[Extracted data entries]
******
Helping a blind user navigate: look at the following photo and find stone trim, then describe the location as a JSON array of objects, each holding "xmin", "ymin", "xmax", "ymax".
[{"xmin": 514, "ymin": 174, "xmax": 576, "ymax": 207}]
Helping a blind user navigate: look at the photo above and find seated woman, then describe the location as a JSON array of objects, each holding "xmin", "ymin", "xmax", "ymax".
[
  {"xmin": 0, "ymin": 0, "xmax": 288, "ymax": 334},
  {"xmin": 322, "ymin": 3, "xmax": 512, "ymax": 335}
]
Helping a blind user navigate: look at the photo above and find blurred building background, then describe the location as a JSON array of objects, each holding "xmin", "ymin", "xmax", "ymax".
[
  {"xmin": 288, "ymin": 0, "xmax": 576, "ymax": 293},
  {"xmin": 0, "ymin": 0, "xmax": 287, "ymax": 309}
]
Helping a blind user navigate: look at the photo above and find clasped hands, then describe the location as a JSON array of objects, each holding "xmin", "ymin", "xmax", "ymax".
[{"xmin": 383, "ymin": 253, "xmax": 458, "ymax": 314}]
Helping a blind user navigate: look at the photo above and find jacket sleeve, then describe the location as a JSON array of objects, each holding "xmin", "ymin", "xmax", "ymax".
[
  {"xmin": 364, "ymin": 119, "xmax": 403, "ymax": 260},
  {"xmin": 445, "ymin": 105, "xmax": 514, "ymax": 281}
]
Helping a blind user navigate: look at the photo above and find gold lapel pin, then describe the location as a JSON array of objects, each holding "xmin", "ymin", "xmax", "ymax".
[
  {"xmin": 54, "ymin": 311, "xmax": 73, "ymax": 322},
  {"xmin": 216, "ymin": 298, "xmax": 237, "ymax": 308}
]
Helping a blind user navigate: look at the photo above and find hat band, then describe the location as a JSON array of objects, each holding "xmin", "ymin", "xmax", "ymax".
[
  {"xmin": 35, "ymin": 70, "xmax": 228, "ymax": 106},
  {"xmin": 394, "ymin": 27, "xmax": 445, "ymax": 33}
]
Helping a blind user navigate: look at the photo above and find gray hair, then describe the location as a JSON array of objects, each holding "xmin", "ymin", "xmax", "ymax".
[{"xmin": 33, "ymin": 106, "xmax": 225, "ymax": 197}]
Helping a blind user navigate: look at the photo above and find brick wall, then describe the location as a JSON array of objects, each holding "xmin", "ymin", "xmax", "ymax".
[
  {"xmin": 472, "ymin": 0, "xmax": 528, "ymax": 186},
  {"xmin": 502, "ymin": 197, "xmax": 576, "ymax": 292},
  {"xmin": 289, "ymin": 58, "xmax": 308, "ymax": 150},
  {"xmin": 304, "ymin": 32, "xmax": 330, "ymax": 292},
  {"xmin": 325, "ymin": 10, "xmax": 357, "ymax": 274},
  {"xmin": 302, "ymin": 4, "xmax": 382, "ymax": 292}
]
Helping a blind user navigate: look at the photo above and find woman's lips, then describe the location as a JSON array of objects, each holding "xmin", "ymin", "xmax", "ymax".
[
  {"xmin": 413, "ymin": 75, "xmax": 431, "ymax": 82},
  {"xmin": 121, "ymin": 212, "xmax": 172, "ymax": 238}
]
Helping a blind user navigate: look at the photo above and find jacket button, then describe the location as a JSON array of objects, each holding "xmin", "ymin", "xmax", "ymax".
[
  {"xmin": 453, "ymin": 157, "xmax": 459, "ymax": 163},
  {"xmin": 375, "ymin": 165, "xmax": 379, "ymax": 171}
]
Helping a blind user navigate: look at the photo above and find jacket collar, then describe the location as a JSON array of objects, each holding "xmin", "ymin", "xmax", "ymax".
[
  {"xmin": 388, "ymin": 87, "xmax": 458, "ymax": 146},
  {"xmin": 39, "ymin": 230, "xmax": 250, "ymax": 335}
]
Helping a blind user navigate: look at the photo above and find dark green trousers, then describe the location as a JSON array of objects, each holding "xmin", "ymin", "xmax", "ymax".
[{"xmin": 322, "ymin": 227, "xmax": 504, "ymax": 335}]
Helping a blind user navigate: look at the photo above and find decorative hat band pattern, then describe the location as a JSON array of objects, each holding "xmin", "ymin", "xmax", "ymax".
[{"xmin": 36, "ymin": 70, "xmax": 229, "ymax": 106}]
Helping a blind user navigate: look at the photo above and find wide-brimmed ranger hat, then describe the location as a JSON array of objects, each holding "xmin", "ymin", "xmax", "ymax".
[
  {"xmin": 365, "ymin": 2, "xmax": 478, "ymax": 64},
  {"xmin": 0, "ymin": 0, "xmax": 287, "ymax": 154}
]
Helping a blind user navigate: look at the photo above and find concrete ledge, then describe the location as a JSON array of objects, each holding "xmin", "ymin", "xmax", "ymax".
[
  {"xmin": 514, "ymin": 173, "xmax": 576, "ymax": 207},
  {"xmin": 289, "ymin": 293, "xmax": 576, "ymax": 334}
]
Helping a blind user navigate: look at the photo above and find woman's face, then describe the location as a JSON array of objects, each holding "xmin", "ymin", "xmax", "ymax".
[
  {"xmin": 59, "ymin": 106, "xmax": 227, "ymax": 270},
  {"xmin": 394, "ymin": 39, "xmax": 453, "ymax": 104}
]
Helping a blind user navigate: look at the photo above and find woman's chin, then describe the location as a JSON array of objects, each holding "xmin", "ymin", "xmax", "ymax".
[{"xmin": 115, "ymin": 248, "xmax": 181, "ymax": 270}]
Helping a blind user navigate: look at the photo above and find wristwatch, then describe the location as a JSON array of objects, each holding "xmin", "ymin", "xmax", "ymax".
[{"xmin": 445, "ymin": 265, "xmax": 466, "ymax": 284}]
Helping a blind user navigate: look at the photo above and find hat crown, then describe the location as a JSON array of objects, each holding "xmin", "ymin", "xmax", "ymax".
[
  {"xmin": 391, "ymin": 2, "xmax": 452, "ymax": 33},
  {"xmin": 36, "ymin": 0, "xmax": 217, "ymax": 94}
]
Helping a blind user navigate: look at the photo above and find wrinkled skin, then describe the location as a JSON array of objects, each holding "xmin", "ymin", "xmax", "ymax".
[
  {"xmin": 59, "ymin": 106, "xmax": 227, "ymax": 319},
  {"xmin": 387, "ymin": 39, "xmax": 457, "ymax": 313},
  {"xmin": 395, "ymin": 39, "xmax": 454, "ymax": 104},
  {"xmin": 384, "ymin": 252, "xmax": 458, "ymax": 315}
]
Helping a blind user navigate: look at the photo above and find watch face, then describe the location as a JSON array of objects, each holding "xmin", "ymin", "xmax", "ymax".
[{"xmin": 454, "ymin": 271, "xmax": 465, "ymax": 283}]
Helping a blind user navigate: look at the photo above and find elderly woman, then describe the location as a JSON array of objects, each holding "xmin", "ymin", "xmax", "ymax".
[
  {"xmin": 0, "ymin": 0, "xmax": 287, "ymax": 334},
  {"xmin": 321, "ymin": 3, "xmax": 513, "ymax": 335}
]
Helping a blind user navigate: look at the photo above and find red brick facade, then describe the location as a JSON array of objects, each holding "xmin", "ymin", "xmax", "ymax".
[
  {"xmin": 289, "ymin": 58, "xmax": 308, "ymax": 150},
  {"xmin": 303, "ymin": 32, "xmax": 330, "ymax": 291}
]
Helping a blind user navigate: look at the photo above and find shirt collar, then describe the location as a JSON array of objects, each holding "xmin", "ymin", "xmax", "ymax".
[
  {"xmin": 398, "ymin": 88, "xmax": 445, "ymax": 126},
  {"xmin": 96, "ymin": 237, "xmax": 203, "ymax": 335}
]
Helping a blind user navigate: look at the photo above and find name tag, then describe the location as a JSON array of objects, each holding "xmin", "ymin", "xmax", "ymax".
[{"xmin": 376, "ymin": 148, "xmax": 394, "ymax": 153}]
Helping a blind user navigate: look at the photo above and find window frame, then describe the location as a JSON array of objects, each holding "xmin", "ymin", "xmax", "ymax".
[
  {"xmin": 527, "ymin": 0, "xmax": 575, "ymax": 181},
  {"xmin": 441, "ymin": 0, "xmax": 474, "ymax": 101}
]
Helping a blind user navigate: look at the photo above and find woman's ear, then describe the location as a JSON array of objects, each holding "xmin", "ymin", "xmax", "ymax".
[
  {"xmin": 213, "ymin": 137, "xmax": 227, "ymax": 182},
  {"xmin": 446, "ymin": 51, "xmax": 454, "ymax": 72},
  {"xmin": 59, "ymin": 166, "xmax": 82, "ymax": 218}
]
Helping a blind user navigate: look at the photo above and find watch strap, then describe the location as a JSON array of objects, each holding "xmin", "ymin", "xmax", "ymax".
******
YOUR ASSIGNMENT:
Write out exactly those lines running from the line with "woman's ear, then" to the end of the data above, the first and last included.

RESULT BELOW:
Helping a blind user navigate: look at the photo above and find woman's ear, then describe the location as a JSON array of objects, each holding "xmin", "ymin", "xmax", "ymax".
[
  {"xmin": 213, "ymin": 137, "xmax": 227, "ymax": 182},
  {"xmin": 446, "ymin": 51, "xmax": 454, "ymax": 72},
  {"xmin": 59, "ymin": 166, "xmax": 82, "ymax": 218}
]
Helping a blind user navigate: look at the photo above and find watch strap, then describe the location as a JSON array of objects, each holding "xmin", "ymin", "xmax", "ymax".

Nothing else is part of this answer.